▸ 课文:
• • • • •

查看原文
其他

赵俪生自叙:抗战初期

赵俪生 私人史 2019-11-25

Personal History

篱槿堂自叙
抗战初期

© 赵俪生/文

赵俪生、高昭一夫妇

一.太原

  芦沟桥事变后12天,我悄悄锁上我宿舍(6院720号)的房门,将钥匙交给工友老关,只携带随身换洗的衣裤,从清华园车站搭上平绥路火车,于黎明时到达大同,恰逢开往太原的长途汽车班车尚未发车,我连忙搭车,于日落前到达太原。 
  事情是这样的:清华园这座恬静的园林已经叫人住不下去了。自芦沟桥炮声打响以来,若干江南籍的同学,特别是家里有钱或做官人家的子弟,都接到家里的叮嘱,物无巨细,统统包装起来:“回南”。仿佛北平已成异域,他们这次离开就再也不要回来了。学校呢,表面装出绝不南迁的姿态,但实际上,图书馆的善本书在装箱,电机馆、机械馆、航空实验馆里的珍贵仪器也在装箱,白天不装夜里装,每当夜深人静之时,砸钉之声响彻在大楼里,好像小时候听大地主人家入敛时的声响。总之给人一种印象,北平已经可以不要了,随什么人要占去就让他们占去吧,中国的地面大着呢。 
  至于到山西,也有充足的理由。当时在全中国,山西是向“抗日救亡”开放得最宽的一个省区。在这里,不能不从阎锡山说起。 
  阎锡山是一个军阀,统治山西多少年的土皇帝。但他和别个军阀比较,有个极大的不同,他善于思维,善于出新点子、新花样,善于应付新局面。1935年红军到达陕北后,在“左”倾盲动之下,曾向东“侵入”过阎锡山的“领地”。林彪、徐海东、刘志丹都曾率部进入山西,在洪洞、赵城、中阳、石楼一带与阎军曾有接触。晋军是有名的两支枪的部队,一支步枪还有一支大烟枪,这么腐朽怎么能打仗呢。这时,陈诚等的中央军也插进山西来,大大搅乱了阎的“地方主义”。当时阎说,他是“踩在三个鸡蛋上跳舞”。 
  他先组织一个社会团体,叫“主张公道团”,简称“公道团”或“好人团”。它的团歌中,说什么共产党来了,“不论贫富都难逃”。 
  这看得很明白,他企图挑拨穷人和富人团结一起去反共,这是很险恶的,但也是徒然的。因为地主和贫雇农间怎么能在反共上团结得起来呢?这个团体很快就臭了。阎锡山又开始组织第二个社会团体“牺牲救国同盟会”,简称“牺盟”。当他着手组织这个团体时,形势又变了一步。共产党的信使周小舟,已往返于延安与太原之间了;以薄一波为首的大批平津学生来到了太原,他们绝大多数是共产党员或者相当于共青团的“民族解放先锋队”(简称“民先”)的队员。新鲜的血液注入到旧的血管里,自然就生气勃勃起来。在八年抗战中,“牺盟”建立了新军(决死队),建立了部分新政权,所以一旦日本投降,这股势力就成为八路军的一支强有力的辅助力量。

• • • • •

▸ 条目汇总:
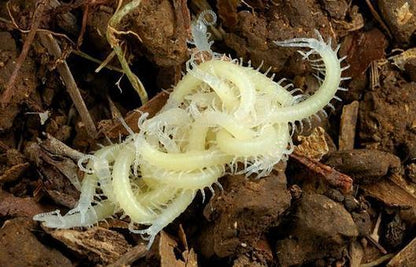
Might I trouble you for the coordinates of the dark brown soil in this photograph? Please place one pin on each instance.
(304, 214)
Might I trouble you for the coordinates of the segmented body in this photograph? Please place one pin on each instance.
(221, 117)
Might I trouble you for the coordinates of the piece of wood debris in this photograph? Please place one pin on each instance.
(98, 244)
(348, 126)
(328, 174)
(313, 146)
(113, 129)
(130, 256)
(53, 48)
(406, 257)
(165, 253)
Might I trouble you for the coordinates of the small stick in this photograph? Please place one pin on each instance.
(378, 18)
(115, 44)
(83, 24)
(56, 147)
(130, 256)
(95, 60)
(37, 18)
(53, 48)
(332, 176)
(348, 126)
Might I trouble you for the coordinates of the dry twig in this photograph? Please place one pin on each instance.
(37, 17)
(53, 48)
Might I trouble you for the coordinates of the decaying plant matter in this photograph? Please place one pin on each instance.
(222, 117)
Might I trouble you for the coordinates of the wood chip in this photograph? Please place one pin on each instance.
(406, 257)
(97, 244)
(348, 126)
(313, 146)
(328, 174)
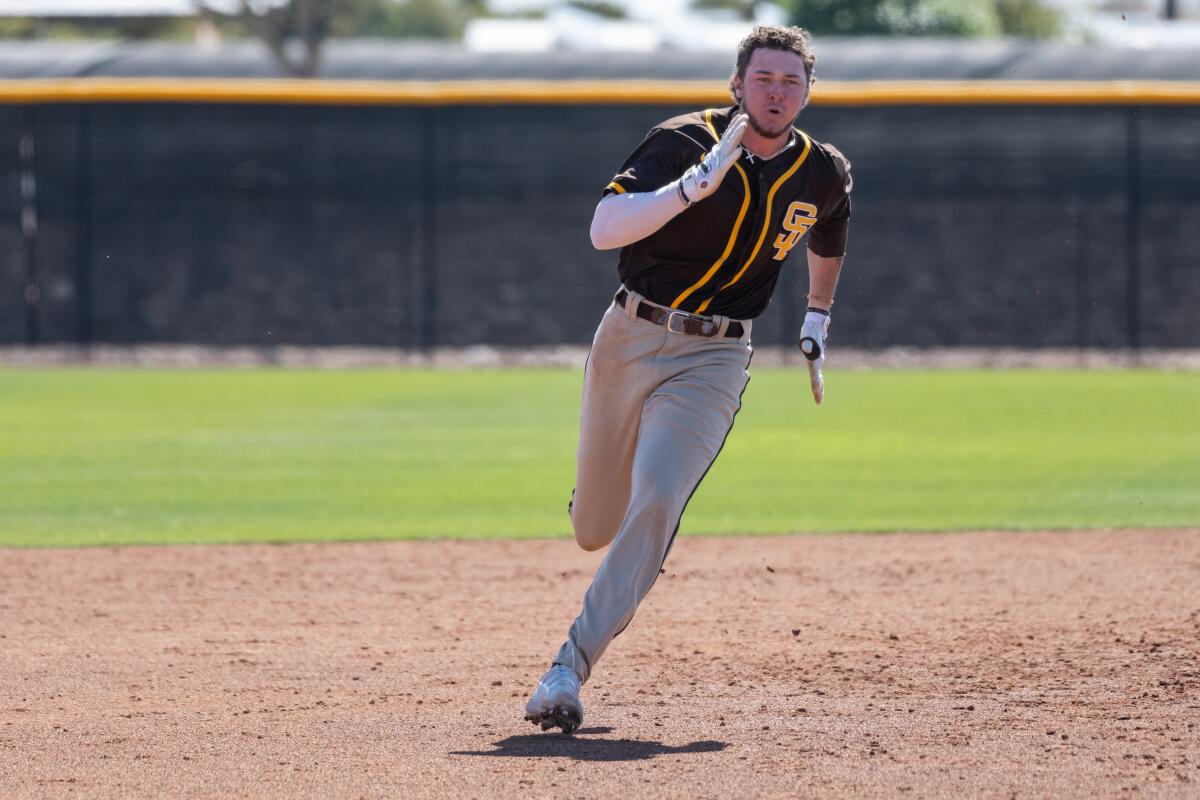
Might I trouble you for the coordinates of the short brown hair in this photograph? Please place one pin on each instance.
(775, 37)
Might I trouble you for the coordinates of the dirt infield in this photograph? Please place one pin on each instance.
(899, 666)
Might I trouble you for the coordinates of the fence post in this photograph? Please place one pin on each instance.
(31, 290)
(83, 282)
(427, 260)
(1133, 230)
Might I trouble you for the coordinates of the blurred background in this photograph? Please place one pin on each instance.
(381, 190)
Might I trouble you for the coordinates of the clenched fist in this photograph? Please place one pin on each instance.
(702, 179)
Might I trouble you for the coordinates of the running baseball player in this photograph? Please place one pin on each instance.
(706, 211)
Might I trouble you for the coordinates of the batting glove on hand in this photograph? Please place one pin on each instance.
(702, 179)
(813, 338)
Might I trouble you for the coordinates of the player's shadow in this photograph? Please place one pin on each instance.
(582, 749)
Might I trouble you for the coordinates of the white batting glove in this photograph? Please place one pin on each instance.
(702, 179)
(813, 338)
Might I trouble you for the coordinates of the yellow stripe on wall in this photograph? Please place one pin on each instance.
(582, 92)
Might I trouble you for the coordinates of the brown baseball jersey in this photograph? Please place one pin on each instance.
(723, 254)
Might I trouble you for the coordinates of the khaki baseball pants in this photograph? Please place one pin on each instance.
(657, 409)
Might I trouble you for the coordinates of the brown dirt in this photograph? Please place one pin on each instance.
(903, 666)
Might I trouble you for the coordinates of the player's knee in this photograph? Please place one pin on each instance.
(591, 534)
(658, 499)
(588, 536)
(589, 545)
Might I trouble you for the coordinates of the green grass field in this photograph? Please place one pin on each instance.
(102, 457)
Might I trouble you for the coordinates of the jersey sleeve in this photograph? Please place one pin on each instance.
(828, 235)
(658, 160)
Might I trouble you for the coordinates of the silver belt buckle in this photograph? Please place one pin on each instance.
(671, 322)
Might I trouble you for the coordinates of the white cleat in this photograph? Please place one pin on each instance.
(556, 702)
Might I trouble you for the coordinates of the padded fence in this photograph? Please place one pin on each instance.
(449, 224)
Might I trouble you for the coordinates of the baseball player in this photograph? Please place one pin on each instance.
(706, 211)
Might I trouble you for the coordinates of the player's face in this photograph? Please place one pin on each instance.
(773, 91)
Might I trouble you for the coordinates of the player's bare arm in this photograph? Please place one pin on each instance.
(823, 274)
(621, 220)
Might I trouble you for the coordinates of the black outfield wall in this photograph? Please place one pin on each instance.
(414, 226)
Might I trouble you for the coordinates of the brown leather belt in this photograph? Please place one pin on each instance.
(679, 322)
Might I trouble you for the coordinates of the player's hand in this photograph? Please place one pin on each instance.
(702, 179)
(813, 338)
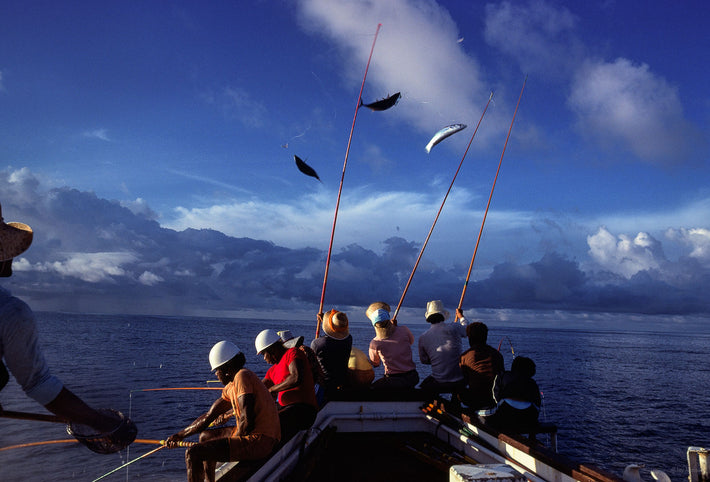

• • • • •

▸ 任务要求:
(a) 根据课文,作者乘平绥路火车在哪座城市换乘了开往太原的长途汽车?
(b) 判断下列说法是否与课文相符,并引用课文原句作为依据:(i) 作者离开清华园前把宿舍钥匙交给了工友老关;(ii) “牺盟”是阎锡山组织的第一个社会团体;(iii) 阎锡山曾形容自己的处境是在三个鸡蛋上跳舞。

▸ 参考答案:
(a) 大同。

(b)
(i) 是:“将钥匙交给工友老关”。
(ii) 否:“又开始组织第二个社会团体”。
(iii) 是:“踩在三个鸡蛋上跳舞”。